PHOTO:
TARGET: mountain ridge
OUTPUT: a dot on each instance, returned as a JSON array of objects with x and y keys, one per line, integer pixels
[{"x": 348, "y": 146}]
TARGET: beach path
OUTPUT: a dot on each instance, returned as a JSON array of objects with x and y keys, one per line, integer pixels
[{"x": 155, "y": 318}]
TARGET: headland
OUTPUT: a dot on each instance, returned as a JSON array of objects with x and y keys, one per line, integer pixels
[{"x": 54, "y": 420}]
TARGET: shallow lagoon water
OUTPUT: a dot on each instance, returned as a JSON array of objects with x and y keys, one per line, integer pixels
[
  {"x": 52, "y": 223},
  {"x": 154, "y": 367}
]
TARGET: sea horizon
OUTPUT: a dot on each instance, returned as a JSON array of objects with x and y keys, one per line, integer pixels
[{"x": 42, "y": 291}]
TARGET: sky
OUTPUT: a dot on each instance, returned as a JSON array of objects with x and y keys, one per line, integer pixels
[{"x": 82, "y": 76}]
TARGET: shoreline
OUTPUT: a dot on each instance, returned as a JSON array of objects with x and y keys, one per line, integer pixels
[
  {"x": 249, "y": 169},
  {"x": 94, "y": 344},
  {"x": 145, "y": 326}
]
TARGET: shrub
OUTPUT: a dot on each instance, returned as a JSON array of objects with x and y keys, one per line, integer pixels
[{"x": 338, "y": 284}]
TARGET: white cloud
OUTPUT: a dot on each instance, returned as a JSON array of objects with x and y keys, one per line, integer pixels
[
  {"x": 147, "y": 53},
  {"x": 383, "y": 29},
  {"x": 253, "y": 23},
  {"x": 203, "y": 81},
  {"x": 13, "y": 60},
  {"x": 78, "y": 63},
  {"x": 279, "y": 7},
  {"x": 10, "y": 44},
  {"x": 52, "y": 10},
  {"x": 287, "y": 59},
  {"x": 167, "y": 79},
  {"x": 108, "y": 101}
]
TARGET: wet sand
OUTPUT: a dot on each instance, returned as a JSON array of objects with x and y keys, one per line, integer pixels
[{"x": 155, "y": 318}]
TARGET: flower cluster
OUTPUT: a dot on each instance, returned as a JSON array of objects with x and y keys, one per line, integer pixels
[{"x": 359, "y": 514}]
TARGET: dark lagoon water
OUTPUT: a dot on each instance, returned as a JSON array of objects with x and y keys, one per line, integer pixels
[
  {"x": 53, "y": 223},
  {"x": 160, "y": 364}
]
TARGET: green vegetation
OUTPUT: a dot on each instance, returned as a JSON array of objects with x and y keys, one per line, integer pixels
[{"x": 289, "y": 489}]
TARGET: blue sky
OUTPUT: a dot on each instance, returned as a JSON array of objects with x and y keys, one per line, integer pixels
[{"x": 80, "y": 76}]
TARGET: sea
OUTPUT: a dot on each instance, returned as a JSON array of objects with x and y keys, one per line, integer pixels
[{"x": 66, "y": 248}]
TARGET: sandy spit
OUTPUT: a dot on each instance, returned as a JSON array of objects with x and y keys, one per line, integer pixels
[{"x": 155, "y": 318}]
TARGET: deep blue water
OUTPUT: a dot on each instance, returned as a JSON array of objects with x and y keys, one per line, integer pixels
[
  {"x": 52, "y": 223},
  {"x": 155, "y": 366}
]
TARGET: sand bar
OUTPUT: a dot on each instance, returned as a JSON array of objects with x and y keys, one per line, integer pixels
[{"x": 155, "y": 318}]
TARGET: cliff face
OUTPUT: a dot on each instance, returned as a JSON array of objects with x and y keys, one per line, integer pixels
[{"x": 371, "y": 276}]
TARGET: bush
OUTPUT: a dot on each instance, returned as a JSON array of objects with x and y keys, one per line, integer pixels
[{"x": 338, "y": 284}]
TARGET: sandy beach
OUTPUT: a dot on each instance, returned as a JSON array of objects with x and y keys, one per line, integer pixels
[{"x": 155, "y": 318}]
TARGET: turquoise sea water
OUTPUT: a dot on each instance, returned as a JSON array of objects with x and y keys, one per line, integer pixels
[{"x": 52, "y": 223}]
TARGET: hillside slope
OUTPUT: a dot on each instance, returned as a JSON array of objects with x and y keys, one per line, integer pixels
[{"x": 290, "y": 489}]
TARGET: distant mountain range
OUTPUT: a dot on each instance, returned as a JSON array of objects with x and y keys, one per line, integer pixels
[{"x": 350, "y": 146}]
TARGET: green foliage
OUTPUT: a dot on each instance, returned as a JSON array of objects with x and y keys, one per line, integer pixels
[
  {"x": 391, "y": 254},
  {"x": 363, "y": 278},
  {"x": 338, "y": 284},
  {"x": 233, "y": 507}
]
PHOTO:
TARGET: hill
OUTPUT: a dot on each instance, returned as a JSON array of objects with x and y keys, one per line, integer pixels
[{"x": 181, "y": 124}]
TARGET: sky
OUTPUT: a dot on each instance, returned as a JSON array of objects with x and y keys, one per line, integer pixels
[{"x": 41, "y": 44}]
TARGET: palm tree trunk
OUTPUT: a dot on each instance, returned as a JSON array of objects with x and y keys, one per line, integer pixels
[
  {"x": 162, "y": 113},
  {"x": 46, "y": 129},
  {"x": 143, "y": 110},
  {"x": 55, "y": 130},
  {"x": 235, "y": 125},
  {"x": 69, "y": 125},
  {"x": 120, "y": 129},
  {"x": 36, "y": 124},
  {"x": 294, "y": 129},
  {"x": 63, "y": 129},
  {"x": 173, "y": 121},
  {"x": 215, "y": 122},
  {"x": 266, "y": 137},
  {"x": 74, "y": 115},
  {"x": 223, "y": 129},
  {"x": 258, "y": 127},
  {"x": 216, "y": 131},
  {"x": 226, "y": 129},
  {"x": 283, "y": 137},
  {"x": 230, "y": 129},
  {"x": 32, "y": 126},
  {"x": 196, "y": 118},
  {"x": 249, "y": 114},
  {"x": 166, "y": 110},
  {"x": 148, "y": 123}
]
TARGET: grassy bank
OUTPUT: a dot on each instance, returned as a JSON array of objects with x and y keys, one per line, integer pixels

----

**YOUR OBJECTIVE**.
Put each nonblank line of the material above into a Markdown table with the columns Row and Line, numbering the rows in order.

**WRITTEN ANSWER**.
| Row | Line |
|---|---|
| 1 | PHOTO: |
| 2 | TARGET: mountain ridge |
| 3 | OUTPUT: a dot on each instance, returned as a JSON array of objects with x and y keys, one per line, integer pixels |
| 4 | [{"x": 348, "y": 146}] |
| 5 | TARGET: beach path |
| 6 | OUTPUT: a dot on each instance, returned as a JSON array of objects with x and y keys, one per line, integer pixels |
| 7 | [{"x": 155, "y": 318}] |
| 8 | TARGET: headland |
| 9 | OUTPUT: a dot on each instance, returned as a JSON array of objects with x and y keys, one per line, integer pixels |
| 10 | [{"x": 54, "y": 420}] |
| 11 | TARGET: shallow lagoon water |
| 12 | OUTPUT: a dot on each instance, returned as a JSON array of objects with x and y keys, one per line, integer pixels |
| 13 | [ |
| 14 |   {"x": 52, "y": 223}, |
| 15 |   {"x": 154, "y": 367} |
| 16 | ] |
| 17 | TARGET: sea horizon |
| 18 | OUTPUT: a dot on each instance, returned as a JSON array of objects with x and y keys, one per line, integer pixels |
| 19 | [{"x": 42, "y": 291}] |
| 20 | TARGET: sky |
| 21 | OUTPUT: a dot on each instance, returned as a JSON array of objects with x and y keys, one per line, integer pixels |
| 22 | [{"x": 82, "y": 76}] |
| 23 | TARGET: shoreline |
| 24 | OUTPUT: a dot on each instance, returned as a JSON array of objects with x and y keys, one per line, integer pixels |
| 25 | [ |
| 26 |   {"x": 249, "y": 169}, |
| 27 |   {"x": 94, "y": 344}, |
| 28 |   {"x": 145, "y": 326} |
| 29 | ] |
| 30 | TARGET: shrub |
| 31 | OUTPUT: a dot on each instance, returned as a JSON array of objects with x and y keys, one per line, integer pixels |
| 32 | [{"x": 338, "y": 284}] |
| 33 | TARGET: white cloud |
| 34 | OUTPUT: a dot on each instance, returned as a JSON array of objects with x and y keys, one per line, integer pixels |
| 35 | [ |
| 36 |   {"x": 147, "y": 53}, |
| 37 |   {"x": 383, "y": 29}, |
| 38 |   {"x": 253, "y": 23}, |
| 39 |   {"x": 203, "y": 81}, |
| 40 |   {"x": 13, "y": 60}, |
| 41 |   {"x": 78, "y": 63}, |
| 42 |   {"x": 279, "y": 7}, |
| 43 |   {"x": 10, "y": 44}, |
| 44 |   {"x": 52, "y": 10}, |
| 45 |   {"x": 287, "y": 59}, |
| 46 |   {"x": 167, "y": 79}, |
| 47 |   {"x": 108, "y": 101} |
| 48 | ] |
| 49 | TARGET: wet sand |
| 50 | OUTPUT: a dot on each instance, returned as a JSON array of objects with x and y keys, one per line, integer pixels |
| 51 | [{"x": 155, "y": 318}] |
| 52 | TARGET: flower cluster |
| 53 | OUTPUT: a dot on each instance, returned as a JSON array of objects with x and y keys, one per line, integer pixels |
| 54 | [{"x": 359, "y": 514}] |
| 55 | TARGET: dark lagoon water |
| 56 | OUTPUT: a dot on each instance, returned as a JSON array of objects with x and y keys, one per line, integer pixels |
| 57 | [ |
| 58 |   {"x": 53, "y": 223}, |
| 59 |   {"x": 160, "y": 364} |
| 60 | ] |
| 61 | TARGET: green vegetation |
| 62 | OUTPUT: a dot on each instance, returned as a JSON array of objects with x and y keys, one per line, integer pixels |
| 63 | [{"x": 289, "y": 489}] |
| 64 | TARGET: blue sky |
| 65 | OUTPUT: a dot on each instance, returned as a JSON array of objects with x and y keys, one per line, integer pixels |
| 66 | [{"x": 80, "y": 76}] |
| 67 | TARGET: sea |
| 68 | OUTPUT: a dot on each instance, returned as a JSON array of objects with x and y keys, one per line, integer pixels |
| 69 | [{"x": 66, "y": 248}] |
| 70 | TARGET: sandy spit |
| 71 | OUTPUT: a dot on each instance, returned as a JSON array of objects with x and y keys, one per line, integer pixels |
| 72 | [{"x": 155, "y": 318}] |
| 73 | TARGET: deep blue water |
| 74 | OUTPUT: a dot on each instance, returned as a JSON array of objects with x and y keys, one per line, integer pixels |
| 75 | [ |
| 76 |   {"x": 52, "y": 223}, |
| 77 |   {"x": 155, "y": 366} |
| 78 | ] |
| 79 | TARGET: sand bar |
| 80 | OUTPUT: a dot on each instance, returned as a JSON array of objects with x and y keys, one per line, integer pixels |
| 81 | [{"x": 155, "y": 318}] |
| 82 | TARGET: cliff face |
| 83 | OUTPUT: a dot on each instance, returned as a JSON array of objects with x and y keys, one per line, integer pixels |
| 84 | [{"x": 371, "y": 276}] |
| 85 | TARGET: bush |
| 86 | OUTPUT: a dot on each instance, returned as a JSON array of objects with x and y keys, one per line, integer pixels |
| 87 | [{"x": 338, "y": 284}] |
| 88 | TARGET: sandy beach |
| 89 | OUTPUT: a dot on each instance, returned as a JSON array of objects with x and y keys, one per line, integer pixels |
| 90 | [{"x": 155, "y": 318}] |
| 91 | TARGET: turquoise sea water |
| 92 | OUTPUT: a dot on each instance, returned as a JSON array of objects with x and y keys, one per line, integer pixels |
| 93 | [{"x": 52, "y": 223}] |
| 94 | TARGET: hillside slope |
| 95 | OUTPUT: a dot on each instance, returned as a JSON array of objects with x and y keys, one per line, integer pixels |
| 96 | [{"x": 290, "y": 489}] |
| 97 | TARGET: distant mountain range |
| 98 | OUTPUT: a dot on each instance, returned as a JSON array of objects with x and y keys, one per line, integer pixels |
| 99 | [{"x": 350, "y": 146}] |
| 100 | TARGET: green foliage |
| 101 | OUTPUT: a dot on each instance, returned as a JSON array of objects with x and y keys, one per line, integer pixels |
| 102 | [ |
| 103 |   {"x": 391, "y": 254}, |
| 104 |   {"x": 363, "y": 278}, |
| 105 |   {"x": 338, "y": 284}, |
| 106 |   {"x": 233, "y": 507} |
| 107 | ] |
| 108 | PHOTO: |
| 109 | TARGET: hill |
| 110 | OUTPUT: a dot on each instance, returned as a JSON array of objects with x and y keys, one per line, integer pixels |
| 111 | [{"x": 181, "y": 124}] |
| 112 | TARGET: sky |
| 113 | OUTPUT: a dot on each instance, returned as a JSON array of objects with x and y keys, one per line, integer pixels |
| 114 | [{"x": 41, "y": 44}] |
| 115 | TARGET: palm tree trunk |
| 116 | OUTPUT: a dot on each instance, returned as a JSON array of objects with x and y keys, one per line, integer pixels |
| 117 | [ |
| 118 |   {"x": 162, "y": 113}, |
| 119 |   {"x": 46, "y": 129}, |
| 120 |   {"x": 143, "y": 110}, |
| 121 |   {"x": 55, "y": 130}, |
| 122 |   {"x": 235, "y": 125}, |
| 123 |   {"x": 69, "y": 125}, |
| 124 |   {"x": 120, "y": 129}, |
| 125 |   {"x": 36, "y": 124}, |
| 126 |   {"x": 294, "y": 129}, |
| 127 |   {"x": 63, "y": 129}, |
| 128 |   {"x": 173, "y": 121}, |
| 129 |   {"x": 215, "y": 122}, |
| 130 |   {"x": 266, "y": 137}, |
| 131 |   {"x": 74, "y": 115}, |
| 132 |   {"x": 223, "y": 129}, |
| 133 |   {"x": 258, "y": 127}, |
| 134 |   {"x": 216, "y": 131}, |
| 135 |   {"x": 226, "y": 129}, |
| 136 |   {"x": 283, "y": 137}, |
| 137 |   {"x": 230, "y": 129}, |
| 138 |   {"x": 32, "y": 126}, |
| 139 |   {"x": 196, "y": 118}, |
| 140 |   {"x": 249, "y": 114}, |
| 141 |   {"x": 166, "y": 110}, |
| 142 |   {"x": 148, "y": 123} |
| 143 | ] |
| 144 | TARGET: grassy bank |
| 145 | OUTPUT: a dot on each instance, returned as a JSON array of objects with x and y keys, one per line, integer pixels |